▶ **What is being asked**
Can the data below be set down again exactly, line for line?

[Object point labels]
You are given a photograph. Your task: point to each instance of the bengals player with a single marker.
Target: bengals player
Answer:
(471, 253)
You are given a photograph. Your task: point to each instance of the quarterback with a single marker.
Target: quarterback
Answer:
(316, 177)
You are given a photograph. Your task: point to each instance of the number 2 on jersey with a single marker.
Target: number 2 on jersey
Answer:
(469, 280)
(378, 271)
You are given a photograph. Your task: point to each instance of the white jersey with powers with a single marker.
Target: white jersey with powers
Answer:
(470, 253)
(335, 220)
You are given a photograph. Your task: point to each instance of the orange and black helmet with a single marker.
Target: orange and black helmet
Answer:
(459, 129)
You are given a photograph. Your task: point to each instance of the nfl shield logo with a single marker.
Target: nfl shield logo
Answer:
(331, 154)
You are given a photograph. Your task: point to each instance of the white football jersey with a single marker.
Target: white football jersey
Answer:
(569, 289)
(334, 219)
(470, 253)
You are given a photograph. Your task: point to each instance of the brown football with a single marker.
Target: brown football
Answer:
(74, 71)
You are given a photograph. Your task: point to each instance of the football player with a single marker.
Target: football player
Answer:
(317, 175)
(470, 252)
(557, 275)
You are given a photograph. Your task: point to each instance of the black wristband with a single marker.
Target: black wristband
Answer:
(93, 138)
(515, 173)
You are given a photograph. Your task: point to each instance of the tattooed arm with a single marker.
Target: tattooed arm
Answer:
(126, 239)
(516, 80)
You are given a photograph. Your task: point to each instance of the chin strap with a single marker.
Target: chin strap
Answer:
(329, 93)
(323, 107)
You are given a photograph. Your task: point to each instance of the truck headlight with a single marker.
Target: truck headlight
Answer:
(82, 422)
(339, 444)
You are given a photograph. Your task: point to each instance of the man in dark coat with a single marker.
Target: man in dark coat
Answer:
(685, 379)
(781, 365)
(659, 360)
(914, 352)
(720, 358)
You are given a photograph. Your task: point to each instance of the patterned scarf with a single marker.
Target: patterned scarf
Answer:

▶ **Exercise output**
You are given a photograph. Your task: point to each instance of the bengals player with a single marker.
Target: bengals player
Answer:
(471, 253)
You are given a photograph. Your task: point to each instance of the quarterback with a single marker.
Target: quarterback
Answer:
(316, 177)
You are given a photograph. Your task: point to each instance of the number 2 on jersey with a single marker.
Target: number 2 on jersey
Answer:
(469, 280)
(378, 271)
You are given a photograph. Your task: point to each instance of the white jersey with powers with a single marker.
Target: white jersey with powers
Answer:
(470, 253)
(335, 220)
You are given a photograph. Your task: point to each instance of the orange and black helmet with a single marker.
Target: orange and black helmet
Answer:
(459, 129)
You are given a photograph. Your task: point to each instance of the nfl shield logo with a single marker.
Target: nfl shield logo
Answer:
(331, 154)
You are given a photograph. Your task: point to each instance of the white football jersey with a single marker.
Target: white football jersey
Answer:
(569, 289)
(334, 219)
(470, 253)
You are given a photograph. Your task: point to each instance of the brown football with a single marker.
Target: brown football
Answer:
(74, 71)
You are given a photograph. Your task: point to each instance of the football player with a single marker.
Target: football player
Answer:
(317, 175)
(470, 252)
(557, 275)
You are given a photograph. Your task: point to each instance of the black wristband with a single marker.
Target: black wristband
Answer:
(93, 138)
(515, 173)
You are given a photograph. Your task: point to each instance of the tattooed arm with a single marker.
Target: tattooed arm
Answer:
(126, 239)
(516, 80)
You are given a photograph. Your task: point to each instance of the chin strap with a single marker.
Target: chin strap
Answer:
(329, 93)
(323, 107)
You are given a photograph. Your task: point to each instance of the truck headlight with a single marker.
Target: truck headlight
Answer:
(82, 422)
(339, 444)
You are given a photograph. Your task: point to each instance of the man in dark coat with a single marker.
Target: man in dark coat
Answer:
(685, 379)
(781, 365)
(659, 360)
(914, 352)
(720, 358)
You are given a photograph. Your task: point to each instance of the patterned scarf with a single marker.
Target: patterned scarf
Answer:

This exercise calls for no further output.